§ **THE INPUT**
* * *
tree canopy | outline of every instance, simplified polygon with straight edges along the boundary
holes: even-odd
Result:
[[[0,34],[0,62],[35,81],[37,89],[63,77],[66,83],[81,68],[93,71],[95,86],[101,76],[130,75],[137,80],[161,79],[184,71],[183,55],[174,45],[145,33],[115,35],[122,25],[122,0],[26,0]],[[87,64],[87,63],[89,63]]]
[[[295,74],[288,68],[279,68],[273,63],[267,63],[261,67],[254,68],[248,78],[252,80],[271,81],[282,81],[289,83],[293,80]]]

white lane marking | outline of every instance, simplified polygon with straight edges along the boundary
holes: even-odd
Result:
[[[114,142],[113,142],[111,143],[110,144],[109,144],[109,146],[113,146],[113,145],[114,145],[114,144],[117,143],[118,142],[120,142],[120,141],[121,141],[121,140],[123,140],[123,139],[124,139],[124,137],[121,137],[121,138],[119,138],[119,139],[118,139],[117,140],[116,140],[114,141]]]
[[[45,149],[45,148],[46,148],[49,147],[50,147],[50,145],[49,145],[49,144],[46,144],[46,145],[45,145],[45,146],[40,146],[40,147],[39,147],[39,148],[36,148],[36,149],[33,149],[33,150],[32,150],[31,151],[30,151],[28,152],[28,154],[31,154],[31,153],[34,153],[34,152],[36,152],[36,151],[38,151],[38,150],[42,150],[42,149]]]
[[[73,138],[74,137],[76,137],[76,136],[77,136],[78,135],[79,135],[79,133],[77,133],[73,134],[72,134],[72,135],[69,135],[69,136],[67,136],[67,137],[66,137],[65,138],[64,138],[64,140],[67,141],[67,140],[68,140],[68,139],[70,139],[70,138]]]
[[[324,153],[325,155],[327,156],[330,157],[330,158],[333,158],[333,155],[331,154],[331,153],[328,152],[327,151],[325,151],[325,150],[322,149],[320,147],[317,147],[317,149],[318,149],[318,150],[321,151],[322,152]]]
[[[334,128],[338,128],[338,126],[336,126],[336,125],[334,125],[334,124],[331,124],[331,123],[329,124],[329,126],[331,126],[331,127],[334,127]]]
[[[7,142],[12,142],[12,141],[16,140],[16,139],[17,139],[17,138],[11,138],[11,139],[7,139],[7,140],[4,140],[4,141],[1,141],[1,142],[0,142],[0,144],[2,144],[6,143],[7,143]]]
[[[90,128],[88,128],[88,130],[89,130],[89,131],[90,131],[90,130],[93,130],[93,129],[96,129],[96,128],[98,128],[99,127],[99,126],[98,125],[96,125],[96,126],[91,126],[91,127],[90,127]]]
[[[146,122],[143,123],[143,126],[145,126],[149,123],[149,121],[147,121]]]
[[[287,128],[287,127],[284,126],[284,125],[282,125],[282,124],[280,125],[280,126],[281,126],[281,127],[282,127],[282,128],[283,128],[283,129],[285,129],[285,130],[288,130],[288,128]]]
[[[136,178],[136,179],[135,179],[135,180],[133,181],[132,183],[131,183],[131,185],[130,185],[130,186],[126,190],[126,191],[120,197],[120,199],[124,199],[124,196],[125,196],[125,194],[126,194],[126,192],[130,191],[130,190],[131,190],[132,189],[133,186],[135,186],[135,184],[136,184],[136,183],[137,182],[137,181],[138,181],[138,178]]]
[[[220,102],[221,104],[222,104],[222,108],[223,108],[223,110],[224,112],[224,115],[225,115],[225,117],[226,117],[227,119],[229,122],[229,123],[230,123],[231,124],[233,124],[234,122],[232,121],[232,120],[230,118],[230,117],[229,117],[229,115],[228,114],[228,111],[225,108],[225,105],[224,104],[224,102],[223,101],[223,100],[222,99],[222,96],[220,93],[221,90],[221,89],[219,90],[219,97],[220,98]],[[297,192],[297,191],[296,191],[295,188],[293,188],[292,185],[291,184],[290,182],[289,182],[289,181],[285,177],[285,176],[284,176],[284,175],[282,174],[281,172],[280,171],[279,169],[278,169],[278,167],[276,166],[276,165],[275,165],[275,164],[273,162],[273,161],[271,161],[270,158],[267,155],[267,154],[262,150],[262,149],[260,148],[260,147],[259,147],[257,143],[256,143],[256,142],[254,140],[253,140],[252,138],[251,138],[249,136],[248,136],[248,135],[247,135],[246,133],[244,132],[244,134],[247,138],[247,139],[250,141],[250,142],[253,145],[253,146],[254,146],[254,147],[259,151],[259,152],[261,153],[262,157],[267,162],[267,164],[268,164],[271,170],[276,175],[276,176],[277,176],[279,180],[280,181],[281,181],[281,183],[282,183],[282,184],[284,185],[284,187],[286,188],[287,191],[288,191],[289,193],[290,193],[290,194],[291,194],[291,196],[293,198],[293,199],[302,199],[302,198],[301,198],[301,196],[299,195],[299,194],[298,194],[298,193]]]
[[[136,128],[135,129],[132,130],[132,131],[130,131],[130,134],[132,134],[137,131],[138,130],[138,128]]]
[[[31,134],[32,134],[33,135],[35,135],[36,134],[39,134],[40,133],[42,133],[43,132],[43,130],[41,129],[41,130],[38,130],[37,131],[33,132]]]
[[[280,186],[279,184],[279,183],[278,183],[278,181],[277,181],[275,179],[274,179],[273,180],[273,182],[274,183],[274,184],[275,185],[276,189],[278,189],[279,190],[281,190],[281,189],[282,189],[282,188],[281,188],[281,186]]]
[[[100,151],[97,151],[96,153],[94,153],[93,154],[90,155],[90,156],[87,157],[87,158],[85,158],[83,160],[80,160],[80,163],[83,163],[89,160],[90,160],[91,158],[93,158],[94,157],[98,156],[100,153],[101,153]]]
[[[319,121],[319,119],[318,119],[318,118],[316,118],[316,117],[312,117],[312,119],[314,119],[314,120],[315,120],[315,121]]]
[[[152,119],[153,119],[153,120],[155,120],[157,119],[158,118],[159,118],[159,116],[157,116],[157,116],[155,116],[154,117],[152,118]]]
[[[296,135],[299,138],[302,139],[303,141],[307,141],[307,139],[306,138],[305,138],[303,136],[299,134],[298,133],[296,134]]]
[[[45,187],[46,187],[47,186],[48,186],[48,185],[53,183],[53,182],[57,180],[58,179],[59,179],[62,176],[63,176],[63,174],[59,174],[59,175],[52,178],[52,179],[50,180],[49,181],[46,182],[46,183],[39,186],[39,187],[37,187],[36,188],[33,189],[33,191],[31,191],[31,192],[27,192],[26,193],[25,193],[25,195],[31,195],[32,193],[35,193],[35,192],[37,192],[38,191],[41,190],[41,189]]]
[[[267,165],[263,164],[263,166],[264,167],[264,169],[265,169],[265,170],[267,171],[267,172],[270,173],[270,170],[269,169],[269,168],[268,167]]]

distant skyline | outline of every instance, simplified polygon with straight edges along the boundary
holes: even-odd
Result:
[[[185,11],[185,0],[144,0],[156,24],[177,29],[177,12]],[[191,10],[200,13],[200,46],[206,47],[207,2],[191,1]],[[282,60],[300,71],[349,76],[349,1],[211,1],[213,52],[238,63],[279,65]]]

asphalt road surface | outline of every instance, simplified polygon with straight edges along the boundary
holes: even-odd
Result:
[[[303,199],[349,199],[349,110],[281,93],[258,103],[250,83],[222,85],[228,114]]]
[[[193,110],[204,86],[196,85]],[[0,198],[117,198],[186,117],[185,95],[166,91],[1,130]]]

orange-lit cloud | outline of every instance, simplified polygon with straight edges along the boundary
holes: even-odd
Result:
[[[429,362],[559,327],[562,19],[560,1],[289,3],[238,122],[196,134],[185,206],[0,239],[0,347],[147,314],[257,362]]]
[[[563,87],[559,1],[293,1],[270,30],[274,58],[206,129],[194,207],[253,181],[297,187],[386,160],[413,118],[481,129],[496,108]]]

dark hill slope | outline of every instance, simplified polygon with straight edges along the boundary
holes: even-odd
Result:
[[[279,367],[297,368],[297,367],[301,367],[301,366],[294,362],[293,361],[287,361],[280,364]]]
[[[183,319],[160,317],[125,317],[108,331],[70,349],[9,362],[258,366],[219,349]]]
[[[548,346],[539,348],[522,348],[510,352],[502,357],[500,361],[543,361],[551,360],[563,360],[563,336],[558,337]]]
* * *
§ **WORK REQUIRED**
Echo the items word for word, starting at the line with "dark hill slope" and running to the end of the items, both ends included.

§ **ANSWER**
dark hill slope | outline of every instance, simplified polygon with straight edges along the boundary
holes: even-odd
Result:
[[[279,367],[297,368],[297,367],[301,367],[301,366],[294,362],[293,361],[287,361],[280,364]]]
[[[183,319],[160,317],[125,317],[108,331],[70,349],[9,362],[258,366],[219,349]]]
[[[548,346],[539,348],[522,348],[510,352],[502,357],[500,361],[543,361],[551,360],[563,360],[563,336],[558,337]]]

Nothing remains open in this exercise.